_SÉRIE D'EXERCICES_.
[A] D'après le texte sur la santé mentale, de combien de pays proviennent les données de la dernière édition de l'Atlas de l'OMS ?
[B] Recopiez sans rien changer le passage du texte sur la santé mentale qui va de « Troubles psychologiques : La » jusqu'à « dans le monde. ».

_TEXTE FOURNI_.
'''
Les nouvelles données issues de l’Atlas de la santé mentale de l’OMS montrent que la majorité des pays du monde ont encore un long chemin à parcourir pour assurer un accès équitable à des soins de santé mentale de qualité. Au Maroc, la stigmatisation et le manque de ressources humaines représentent les principaux facteurs qui freinent le développement des programmes de santé mentale.

Troubles psychologiques : La stigmatisation et le manque de ressources humaines freinent la prise en charge des patients au Maroc

Cette année, la Journée mondiale de la santé mentale (10 octobre) a été célébrée sur le thème «La santé mentale dans un monde inégal». Le choix de ce thème, par l’ONU, est justifié par le besoin de prendre des mesures urgentes afin de remédier aux inégalités en matière d’accès aux services de la santé mentale dans le monde.
En effet, les nouvelles données issues de l’Atlas de la santé mentale de l’Organisation mondiale de la santé (OMS) montrent que la majorité des pays du monde ont encore un très long chemin à parcourir pour assurer un accès équitable à des soins de santé mentale de qualité.
«La dernière édition de l’Atlas, qui comprend des données provenant de 171 pays, indique clairement que l’attention accrue accordée à la santé mentale au cours des dernières années ne s’est pas encore traduite par la mise en place à grande échelle de services de santé mentale de qualité qui correspondent aux besoins», indique l’OMS dans un communiqué. «Il est extrêmement préoccupant de constater que, malgré le besoin évident et croissant de services de santé mentale, qui est devenu encore plus criant pendant la pandémie de la Covid-19, les bonnes intentions ne se concrétisent pas en investissements», a déclaré le Dr Tedros Adhanom Ghebreyesus, directeur général de l’Organisation mondiale de la santé. «Nous devons tenir compte de ce signal d’alarme et agir en conséquence, en accélérant considérablement le rythme des investissements dans la santé mentale, car il n’y a pas de santé sans santé mentale».
'''
_DONNÉES FOURNIES_.
'''
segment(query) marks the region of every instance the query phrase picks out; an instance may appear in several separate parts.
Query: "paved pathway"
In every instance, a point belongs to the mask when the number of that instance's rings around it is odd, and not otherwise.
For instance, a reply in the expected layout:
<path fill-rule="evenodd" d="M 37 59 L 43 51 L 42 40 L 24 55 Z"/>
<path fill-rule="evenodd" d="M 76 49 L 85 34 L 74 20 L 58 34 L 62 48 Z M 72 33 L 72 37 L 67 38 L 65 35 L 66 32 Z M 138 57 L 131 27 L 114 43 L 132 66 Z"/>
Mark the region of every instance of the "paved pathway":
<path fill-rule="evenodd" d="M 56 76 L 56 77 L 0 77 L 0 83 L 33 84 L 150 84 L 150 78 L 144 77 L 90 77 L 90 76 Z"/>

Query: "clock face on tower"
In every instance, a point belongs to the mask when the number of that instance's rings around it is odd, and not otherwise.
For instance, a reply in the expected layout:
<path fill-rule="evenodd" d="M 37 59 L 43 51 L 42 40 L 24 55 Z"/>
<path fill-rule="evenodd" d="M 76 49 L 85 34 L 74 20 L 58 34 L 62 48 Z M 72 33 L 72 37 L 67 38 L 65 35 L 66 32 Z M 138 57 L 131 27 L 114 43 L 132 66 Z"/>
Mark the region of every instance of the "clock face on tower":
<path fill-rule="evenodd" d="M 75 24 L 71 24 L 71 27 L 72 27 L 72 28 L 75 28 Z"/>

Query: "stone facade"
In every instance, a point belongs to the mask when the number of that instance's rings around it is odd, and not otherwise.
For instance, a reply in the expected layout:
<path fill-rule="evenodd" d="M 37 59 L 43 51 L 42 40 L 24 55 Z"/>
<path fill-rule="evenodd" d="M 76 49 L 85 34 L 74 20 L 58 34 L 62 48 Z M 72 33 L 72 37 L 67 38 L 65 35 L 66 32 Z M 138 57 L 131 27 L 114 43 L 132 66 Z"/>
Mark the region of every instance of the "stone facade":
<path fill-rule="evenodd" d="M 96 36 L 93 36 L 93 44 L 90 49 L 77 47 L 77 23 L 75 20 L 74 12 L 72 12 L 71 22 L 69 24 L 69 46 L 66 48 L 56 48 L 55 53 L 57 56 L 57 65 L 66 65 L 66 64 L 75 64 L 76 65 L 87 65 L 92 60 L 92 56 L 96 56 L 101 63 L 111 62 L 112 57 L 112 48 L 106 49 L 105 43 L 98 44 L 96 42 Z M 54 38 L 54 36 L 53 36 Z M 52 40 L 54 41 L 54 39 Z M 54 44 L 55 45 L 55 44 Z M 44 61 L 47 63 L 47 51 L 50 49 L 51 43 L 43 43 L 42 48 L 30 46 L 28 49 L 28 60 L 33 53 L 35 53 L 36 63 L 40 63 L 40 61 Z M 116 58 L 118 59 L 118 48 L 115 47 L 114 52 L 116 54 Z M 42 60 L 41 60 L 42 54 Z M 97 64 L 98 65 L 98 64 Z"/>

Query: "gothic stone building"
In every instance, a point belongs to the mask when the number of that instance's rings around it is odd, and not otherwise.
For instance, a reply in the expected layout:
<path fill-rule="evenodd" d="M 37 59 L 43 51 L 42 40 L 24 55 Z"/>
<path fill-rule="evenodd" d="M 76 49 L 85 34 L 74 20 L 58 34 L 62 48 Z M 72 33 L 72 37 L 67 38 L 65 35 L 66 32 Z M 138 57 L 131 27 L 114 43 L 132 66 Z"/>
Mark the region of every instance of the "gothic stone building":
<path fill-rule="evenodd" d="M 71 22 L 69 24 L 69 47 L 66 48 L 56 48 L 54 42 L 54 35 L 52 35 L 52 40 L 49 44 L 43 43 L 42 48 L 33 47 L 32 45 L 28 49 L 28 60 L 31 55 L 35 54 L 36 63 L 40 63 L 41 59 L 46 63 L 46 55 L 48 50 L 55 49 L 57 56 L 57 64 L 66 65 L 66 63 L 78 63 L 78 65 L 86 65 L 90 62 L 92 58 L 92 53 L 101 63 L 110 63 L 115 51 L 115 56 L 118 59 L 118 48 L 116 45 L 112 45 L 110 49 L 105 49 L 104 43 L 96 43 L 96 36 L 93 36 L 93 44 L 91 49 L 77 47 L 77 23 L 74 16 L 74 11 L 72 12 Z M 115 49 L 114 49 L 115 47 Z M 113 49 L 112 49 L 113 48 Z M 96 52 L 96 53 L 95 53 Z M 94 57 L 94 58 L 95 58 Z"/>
'''
_VOS RÉPONSES_.
[A] Elles proviennent de 171 pays.

[B]
Troubles psychologiques : La stigmatisation et le manque de ressources humaines freinent la prise en charge des patients au Maroc

Cette année, la Journée mondiale de la santé mentale (10 octobre) a été célébrée sur le thème «La santé mentale dans un monde inégal». Le choix de ce thème, par l’ONU, est justifié par le besoin de prendre des mesures urgentes afin de remédier aux inégalités en matière d’accès aux services de la santé mentale dans le monde.